What is being asked:
Gather every line from the rows below that contains the string "hand", and copy each of those lines in full.
----- Data extract
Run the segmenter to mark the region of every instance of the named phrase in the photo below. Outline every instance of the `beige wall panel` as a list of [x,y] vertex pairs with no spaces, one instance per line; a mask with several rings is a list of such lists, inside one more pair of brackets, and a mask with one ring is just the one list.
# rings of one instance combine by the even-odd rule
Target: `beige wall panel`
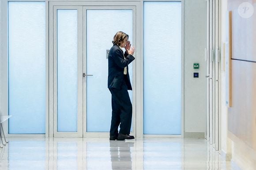
[[250,16],[248,11],[239,14],[239,5],[232,10],[232,59],[256,61],[256,48],[252,45],[256,44],[256,4],[253,5],[254,12],[248,18],[242,16]]
[[256,63],[232,60],[228,129],[256,150]]

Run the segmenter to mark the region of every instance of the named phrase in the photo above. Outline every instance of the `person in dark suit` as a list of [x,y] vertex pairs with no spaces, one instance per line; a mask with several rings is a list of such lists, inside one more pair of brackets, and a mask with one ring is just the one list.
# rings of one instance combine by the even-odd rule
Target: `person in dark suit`
[[[117,32],[109,53],[108,88],[111,93],[112,107],[110,140],[134,139],[134,136],[129,135],[132,106],[128,90],[132,90],[128,65],[135,59],[132,56],[135,48],[131,47],[128,37],[125,33]],[[124,48],[125,49],[124,54],[122,50]]]

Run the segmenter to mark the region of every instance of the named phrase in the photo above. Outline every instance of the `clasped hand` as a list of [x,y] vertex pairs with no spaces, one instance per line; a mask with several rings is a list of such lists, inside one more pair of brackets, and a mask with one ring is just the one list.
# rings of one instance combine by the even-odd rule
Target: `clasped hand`
[[129,41],[127,41],[127,43],[126,44],[126,45],[124,47],[124,48],[125,48],[125,50],[128,52],[128,54],[131,55],[133,55],[134,53],[134,52],[135,52],[135,48],[134,47],[132,46],[131,47],[131,42]]

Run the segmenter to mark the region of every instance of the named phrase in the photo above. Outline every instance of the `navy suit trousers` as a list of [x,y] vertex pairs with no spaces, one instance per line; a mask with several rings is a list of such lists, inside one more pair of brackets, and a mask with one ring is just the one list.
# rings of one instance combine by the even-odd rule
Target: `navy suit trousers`
[[129,134],[131,131],[132,106],[127,90],[124,84],[120,89],[109,89],[112,95],[112,117],[110,135],[117,137],[119,133]]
----------
Correct answer:
Run the segmenter to mark the region of every instance of the named phrase in the photo above. Outline every instance of the `clasped hand` as a list of [x,y] vertex pairs with no spaces, one instance per line; a mask with several rings is a list of such lists, inside one more pair of brackets, and a mask with one ring is just the one list.
Target: `clasped hand`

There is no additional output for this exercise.